[YOUR TASK] Please repeat, exactly as written, the line containing "the thin stalk" and every line after it through the end of the records below.

---------- DATA SHOWN ----------

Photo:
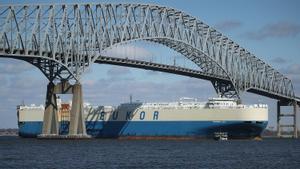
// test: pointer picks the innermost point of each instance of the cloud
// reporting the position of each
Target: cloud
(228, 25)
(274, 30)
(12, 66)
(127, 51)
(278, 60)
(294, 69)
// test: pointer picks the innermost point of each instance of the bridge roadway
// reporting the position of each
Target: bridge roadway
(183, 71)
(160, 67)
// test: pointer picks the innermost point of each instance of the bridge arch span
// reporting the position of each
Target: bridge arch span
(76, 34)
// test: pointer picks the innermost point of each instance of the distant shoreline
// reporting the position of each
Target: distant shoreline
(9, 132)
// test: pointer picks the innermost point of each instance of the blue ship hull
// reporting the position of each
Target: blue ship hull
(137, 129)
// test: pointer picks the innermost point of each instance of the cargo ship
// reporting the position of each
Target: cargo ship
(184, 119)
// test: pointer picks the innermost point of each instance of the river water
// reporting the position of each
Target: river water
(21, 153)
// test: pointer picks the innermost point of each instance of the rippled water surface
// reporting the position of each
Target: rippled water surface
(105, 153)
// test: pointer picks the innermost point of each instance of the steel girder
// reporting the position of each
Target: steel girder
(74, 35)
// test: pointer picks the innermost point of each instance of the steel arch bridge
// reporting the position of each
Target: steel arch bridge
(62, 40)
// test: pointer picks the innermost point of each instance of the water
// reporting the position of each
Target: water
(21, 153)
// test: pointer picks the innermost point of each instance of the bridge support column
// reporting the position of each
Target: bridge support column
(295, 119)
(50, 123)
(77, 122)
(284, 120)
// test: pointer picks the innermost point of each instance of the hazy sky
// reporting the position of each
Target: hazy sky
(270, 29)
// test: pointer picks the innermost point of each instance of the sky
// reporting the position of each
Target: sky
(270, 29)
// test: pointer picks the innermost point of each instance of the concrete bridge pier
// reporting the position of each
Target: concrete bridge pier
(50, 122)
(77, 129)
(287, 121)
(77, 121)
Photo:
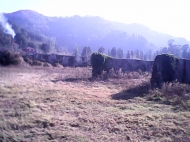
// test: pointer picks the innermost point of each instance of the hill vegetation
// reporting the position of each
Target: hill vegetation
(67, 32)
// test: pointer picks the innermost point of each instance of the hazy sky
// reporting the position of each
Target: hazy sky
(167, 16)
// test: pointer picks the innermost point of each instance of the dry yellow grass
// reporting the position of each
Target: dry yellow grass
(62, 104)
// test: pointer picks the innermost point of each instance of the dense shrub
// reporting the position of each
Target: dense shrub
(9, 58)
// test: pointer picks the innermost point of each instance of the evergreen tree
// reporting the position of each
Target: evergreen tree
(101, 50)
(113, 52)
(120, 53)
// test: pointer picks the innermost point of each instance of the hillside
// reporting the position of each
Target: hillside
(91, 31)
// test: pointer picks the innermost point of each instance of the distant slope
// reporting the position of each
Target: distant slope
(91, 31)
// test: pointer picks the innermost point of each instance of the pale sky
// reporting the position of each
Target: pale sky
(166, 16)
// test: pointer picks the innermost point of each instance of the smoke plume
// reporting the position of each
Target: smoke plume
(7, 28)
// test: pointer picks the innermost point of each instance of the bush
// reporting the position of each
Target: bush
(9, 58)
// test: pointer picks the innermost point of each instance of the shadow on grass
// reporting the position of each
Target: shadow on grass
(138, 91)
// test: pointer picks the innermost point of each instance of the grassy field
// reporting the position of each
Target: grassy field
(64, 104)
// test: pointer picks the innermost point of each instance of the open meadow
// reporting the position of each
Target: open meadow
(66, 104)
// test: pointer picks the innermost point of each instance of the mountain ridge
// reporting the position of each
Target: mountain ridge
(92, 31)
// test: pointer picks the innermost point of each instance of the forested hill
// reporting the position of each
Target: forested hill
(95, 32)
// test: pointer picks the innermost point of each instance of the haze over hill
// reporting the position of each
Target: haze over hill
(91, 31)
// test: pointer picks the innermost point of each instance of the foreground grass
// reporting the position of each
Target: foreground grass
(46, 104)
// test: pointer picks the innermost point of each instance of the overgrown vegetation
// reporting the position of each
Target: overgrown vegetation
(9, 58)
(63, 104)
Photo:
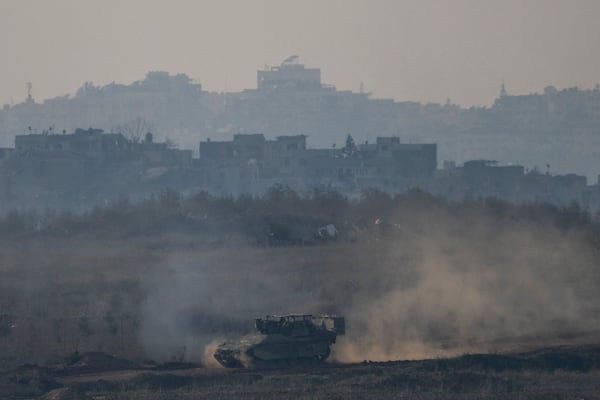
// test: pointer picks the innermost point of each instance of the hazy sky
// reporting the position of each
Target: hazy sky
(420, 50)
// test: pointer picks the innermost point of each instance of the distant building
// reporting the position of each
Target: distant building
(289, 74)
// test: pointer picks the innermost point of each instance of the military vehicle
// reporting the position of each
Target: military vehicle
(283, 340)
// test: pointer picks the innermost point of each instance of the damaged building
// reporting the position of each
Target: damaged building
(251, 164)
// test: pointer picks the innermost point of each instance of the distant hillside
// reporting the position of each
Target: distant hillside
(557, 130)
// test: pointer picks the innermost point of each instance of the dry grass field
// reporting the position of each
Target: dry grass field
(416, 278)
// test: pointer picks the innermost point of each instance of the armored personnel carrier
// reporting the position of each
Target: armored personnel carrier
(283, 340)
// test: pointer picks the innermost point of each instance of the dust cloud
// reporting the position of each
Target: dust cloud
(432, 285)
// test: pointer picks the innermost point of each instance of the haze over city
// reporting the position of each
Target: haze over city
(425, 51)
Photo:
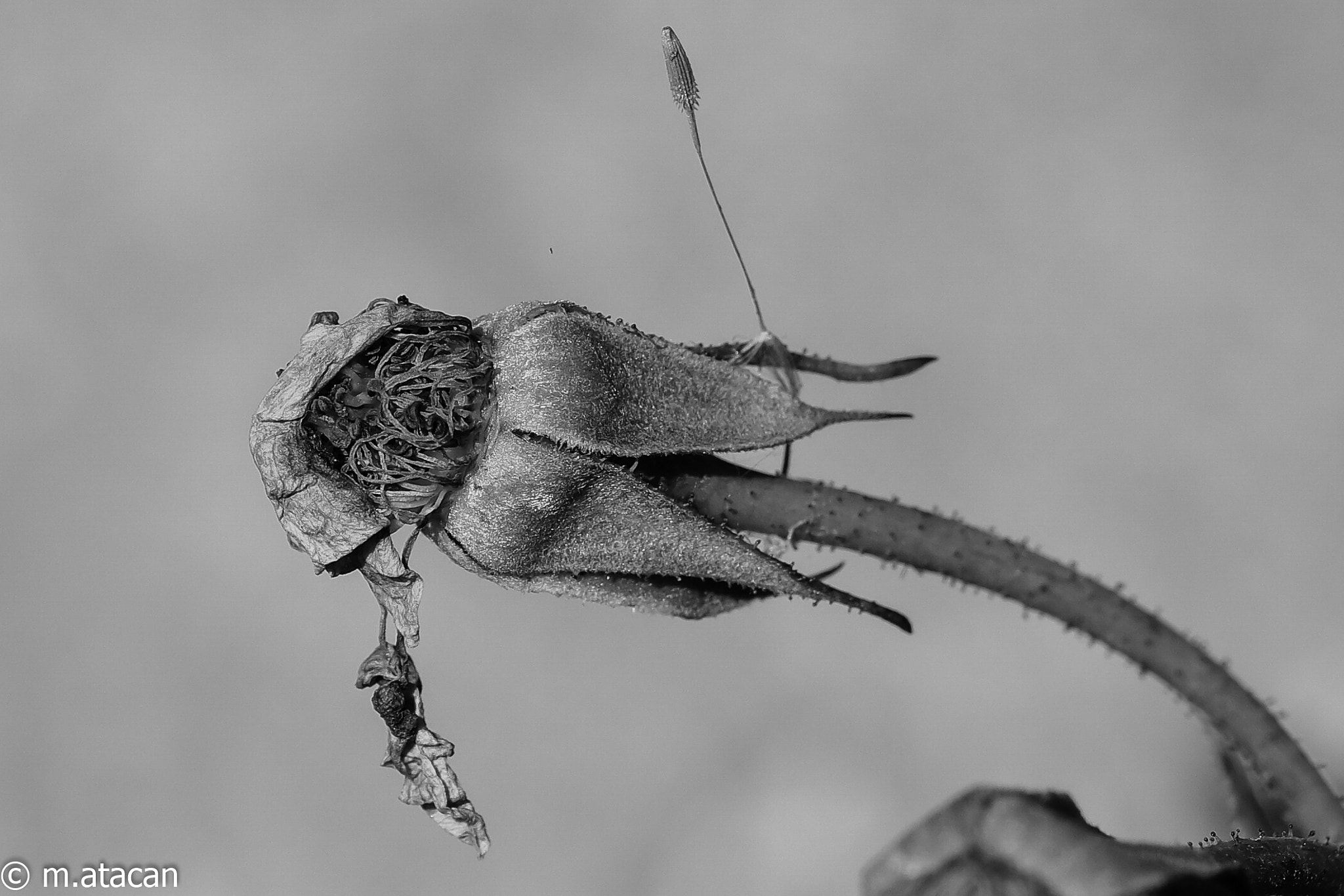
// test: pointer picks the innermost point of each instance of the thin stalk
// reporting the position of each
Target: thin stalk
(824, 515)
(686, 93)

----------

[RESULT OF THIS TASK]
// test: pointer picks the innermost point of each instance of the thin stalk
// reporting the position of each
Target: thin stalk
(824, 515)
(686, 93)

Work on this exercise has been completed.